• Your objective:
Look through the entries below and return all lines including the word "second".

- - - -

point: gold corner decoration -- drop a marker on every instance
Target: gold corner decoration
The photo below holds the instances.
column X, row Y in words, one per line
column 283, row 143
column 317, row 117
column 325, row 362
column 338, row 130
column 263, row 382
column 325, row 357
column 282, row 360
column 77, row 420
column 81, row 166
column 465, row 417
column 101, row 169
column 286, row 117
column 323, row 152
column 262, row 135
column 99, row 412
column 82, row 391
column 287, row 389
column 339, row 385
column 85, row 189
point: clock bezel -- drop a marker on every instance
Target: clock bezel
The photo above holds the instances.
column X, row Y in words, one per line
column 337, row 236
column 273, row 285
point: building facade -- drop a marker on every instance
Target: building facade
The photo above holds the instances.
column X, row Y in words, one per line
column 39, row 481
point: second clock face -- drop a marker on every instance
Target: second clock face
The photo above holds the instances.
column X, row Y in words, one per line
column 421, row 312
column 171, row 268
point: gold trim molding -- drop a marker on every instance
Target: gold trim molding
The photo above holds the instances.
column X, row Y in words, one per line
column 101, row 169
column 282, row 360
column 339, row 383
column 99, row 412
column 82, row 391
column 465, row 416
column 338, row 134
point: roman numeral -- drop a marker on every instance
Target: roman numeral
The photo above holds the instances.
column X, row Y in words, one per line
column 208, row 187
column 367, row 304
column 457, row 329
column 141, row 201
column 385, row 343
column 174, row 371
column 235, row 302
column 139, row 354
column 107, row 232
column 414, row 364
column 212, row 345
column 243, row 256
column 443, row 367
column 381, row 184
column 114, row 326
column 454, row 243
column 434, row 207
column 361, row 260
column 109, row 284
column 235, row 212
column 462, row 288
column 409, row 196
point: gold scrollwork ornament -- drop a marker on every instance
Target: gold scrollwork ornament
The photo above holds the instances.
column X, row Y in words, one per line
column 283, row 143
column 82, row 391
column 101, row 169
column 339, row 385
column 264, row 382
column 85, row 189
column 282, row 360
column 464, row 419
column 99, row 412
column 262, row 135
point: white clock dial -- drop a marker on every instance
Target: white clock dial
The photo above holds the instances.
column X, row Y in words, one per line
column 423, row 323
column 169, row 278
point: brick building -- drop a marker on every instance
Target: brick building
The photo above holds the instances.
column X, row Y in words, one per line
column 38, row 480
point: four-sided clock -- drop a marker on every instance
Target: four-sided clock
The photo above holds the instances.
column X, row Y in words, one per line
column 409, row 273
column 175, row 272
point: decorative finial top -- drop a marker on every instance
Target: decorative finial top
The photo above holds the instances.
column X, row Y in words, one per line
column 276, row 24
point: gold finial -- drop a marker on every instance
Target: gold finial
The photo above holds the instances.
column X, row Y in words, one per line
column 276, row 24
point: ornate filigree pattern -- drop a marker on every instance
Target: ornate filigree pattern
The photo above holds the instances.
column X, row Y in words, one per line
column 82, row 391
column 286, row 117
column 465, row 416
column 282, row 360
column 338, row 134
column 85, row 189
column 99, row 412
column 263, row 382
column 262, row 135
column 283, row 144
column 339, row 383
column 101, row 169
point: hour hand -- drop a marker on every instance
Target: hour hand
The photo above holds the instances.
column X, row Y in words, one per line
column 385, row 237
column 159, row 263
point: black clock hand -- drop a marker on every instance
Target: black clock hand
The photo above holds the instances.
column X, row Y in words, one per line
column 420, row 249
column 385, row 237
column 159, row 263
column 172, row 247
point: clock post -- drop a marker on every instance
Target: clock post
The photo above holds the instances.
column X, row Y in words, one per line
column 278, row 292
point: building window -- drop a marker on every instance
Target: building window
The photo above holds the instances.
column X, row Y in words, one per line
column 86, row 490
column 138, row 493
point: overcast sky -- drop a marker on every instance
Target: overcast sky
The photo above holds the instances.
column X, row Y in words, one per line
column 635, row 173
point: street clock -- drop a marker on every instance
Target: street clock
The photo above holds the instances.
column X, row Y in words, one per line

- - - -

• Output of the task:
point: second clock face -- drop a marker on every instance
Target: second clock face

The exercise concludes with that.